• **EXERCISE GOAL**: Using the data that follows, return exactly the lines from the one that contains "positive clicks: (1803, 510)" through the one that contains "positive clicks: (336, 514) (346, 511)", ends included.

• **RECORDS FOR THIS TASK**:
================================
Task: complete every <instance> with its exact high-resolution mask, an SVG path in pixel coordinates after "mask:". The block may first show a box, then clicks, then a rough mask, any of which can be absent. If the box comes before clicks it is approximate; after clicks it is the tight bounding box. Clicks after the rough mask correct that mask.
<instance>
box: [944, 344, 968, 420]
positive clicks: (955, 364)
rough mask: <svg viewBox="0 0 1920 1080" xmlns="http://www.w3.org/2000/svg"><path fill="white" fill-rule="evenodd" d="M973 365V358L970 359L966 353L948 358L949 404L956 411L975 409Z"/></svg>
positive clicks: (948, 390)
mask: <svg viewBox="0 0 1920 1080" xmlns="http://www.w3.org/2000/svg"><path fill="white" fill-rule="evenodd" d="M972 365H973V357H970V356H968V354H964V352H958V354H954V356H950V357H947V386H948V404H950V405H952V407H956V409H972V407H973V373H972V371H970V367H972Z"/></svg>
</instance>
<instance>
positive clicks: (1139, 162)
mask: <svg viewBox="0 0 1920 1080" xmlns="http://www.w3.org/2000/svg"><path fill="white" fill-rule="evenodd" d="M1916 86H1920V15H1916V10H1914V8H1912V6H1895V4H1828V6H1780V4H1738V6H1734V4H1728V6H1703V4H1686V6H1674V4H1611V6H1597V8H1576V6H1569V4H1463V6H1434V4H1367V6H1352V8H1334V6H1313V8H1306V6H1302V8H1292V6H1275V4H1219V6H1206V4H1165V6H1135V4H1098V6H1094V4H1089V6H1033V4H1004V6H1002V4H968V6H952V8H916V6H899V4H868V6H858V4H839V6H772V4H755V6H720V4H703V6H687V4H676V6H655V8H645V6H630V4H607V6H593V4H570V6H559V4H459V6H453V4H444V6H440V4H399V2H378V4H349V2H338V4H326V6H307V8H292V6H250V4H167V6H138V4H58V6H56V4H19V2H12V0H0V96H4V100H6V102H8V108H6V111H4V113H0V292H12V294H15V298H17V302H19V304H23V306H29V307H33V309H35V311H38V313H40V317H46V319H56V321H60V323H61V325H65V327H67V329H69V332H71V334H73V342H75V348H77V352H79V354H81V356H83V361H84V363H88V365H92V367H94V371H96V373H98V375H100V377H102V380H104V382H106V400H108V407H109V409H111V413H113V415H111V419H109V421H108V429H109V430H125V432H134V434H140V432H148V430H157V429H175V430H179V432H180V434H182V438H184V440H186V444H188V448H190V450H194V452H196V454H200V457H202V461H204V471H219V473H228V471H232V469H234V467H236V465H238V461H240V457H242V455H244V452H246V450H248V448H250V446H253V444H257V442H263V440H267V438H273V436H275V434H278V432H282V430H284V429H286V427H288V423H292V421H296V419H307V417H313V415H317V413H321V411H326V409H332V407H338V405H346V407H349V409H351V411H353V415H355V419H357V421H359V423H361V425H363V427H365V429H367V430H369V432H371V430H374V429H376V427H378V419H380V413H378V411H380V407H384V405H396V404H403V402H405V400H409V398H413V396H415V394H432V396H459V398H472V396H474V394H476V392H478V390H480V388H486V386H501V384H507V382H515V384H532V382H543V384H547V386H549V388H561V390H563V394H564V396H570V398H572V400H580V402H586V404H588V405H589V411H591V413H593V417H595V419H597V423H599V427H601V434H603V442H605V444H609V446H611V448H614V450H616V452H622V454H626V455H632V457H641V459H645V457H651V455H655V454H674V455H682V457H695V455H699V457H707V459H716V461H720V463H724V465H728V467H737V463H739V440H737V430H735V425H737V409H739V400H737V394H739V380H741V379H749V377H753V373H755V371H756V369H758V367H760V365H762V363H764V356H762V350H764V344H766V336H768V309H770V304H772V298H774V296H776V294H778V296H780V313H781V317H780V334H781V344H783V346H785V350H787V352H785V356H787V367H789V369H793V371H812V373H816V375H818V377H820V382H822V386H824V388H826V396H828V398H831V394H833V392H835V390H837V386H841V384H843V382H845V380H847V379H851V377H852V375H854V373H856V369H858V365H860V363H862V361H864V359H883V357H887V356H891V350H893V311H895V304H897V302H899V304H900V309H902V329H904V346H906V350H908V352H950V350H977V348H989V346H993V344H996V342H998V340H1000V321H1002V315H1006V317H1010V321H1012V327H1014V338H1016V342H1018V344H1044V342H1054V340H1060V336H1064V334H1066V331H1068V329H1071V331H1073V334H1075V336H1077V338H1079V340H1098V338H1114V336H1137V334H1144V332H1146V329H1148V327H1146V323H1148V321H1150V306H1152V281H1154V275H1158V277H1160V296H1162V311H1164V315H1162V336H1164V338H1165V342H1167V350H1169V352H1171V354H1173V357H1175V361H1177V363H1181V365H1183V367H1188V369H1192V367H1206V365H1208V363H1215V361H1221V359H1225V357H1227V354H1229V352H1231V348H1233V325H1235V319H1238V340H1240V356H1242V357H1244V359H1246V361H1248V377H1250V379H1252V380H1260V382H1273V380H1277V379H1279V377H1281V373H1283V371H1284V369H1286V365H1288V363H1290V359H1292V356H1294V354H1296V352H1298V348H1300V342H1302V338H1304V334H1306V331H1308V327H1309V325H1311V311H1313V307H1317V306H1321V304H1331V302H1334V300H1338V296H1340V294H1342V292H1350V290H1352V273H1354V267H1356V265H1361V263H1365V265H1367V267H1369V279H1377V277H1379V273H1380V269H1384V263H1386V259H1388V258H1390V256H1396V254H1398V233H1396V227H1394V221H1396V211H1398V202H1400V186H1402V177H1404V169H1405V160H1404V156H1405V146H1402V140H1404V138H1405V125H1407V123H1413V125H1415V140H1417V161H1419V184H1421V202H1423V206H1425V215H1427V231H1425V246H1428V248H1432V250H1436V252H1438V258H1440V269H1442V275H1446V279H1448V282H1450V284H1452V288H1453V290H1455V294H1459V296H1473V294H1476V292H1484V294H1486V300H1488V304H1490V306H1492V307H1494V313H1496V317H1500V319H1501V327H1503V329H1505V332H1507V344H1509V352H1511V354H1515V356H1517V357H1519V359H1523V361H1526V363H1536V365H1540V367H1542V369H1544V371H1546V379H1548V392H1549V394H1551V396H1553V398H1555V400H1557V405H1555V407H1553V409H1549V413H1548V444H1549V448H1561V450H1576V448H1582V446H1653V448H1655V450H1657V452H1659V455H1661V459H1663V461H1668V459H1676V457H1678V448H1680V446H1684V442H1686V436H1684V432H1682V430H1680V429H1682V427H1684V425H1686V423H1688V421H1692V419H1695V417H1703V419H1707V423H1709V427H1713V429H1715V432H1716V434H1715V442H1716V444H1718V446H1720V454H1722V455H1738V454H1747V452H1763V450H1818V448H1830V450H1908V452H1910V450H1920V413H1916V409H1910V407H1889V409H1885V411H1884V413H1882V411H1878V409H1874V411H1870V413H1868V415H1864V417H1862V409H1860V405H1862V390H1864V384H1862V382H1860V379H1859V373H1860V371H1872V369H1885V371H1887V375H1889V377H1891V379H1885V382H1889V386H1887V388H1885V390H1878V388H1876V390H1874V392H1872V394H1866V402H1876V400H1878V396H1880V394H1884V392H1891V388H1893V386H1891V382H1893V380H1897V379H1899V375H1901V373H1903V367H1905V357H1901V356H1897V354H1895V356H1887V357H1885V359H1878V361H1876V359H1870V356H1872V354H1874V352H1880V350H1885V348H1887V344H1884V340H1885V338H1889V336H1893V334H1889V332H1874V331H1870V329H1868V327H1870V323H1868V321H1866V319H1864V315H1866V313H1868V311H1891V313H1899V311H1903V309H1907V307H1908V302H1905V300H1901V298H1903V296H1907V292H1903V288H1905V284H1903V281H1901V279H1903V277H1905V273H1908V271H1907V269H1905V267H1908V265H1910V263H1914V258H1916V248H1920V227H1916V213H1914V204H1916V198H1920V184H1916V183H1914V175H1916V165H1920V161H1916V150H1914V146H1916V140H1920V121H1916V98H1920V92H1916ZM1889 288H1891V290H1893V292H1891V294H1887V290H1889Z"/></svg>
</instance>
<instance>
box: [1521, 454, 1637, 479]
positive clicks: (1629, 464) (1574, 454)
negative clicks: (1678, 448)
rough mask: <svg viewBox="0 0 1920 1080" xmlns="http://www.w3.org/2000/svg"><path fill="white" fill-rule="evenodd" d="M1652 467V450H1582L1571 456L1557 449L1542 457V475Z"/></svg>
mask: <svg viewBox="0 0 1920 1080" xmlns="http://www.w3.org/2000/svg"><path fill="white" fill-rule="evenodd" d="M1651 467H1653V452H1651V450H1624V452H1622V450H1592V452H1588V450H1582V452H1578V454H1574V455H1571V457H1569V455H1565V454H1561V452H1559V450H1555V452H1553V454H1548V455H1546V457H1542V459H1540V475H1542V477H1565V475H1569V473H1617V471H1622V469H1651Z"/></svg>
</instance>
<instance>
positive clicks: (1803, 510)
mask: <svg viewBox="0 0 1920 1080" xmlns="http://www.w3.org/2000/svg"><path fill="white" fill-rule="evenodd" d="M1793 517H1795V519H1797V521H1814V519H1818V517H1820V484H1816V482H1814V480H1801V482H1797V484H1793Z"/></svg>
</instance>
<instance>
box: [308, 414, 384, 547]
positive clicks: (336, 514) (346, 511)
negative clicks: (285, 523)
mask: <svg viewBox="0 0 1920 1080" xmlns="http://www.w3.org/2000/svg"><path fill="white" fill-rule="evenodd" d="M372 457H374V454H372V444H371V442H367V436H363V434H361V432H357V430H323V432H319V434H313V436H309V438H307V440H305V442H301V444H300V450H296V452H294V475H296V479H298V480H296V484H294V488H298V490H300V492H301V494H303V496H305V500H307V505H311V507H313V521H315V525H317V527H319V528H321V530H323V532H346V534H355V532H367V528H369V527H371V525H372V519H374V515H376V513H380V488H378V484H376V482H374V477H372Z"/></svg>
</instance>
================================
• **ANSWER**:
positive clicks: (1803, 510)
mask: <svg viewBox="0 0 1920 1080" xmlns="http://www.w3.org/2000/svg"><path fill="white" fill-rule="evenodd" d="M1793 517H1795V519H1797V521H1814V519H1818V517H1820V484H1816V482H1814V480H1801V482H1797V484H1793Z"/></svg>
</instance>
<instance>
box: [308, 414, 384, 547]
positive clicks: (336, 514) (346, 511)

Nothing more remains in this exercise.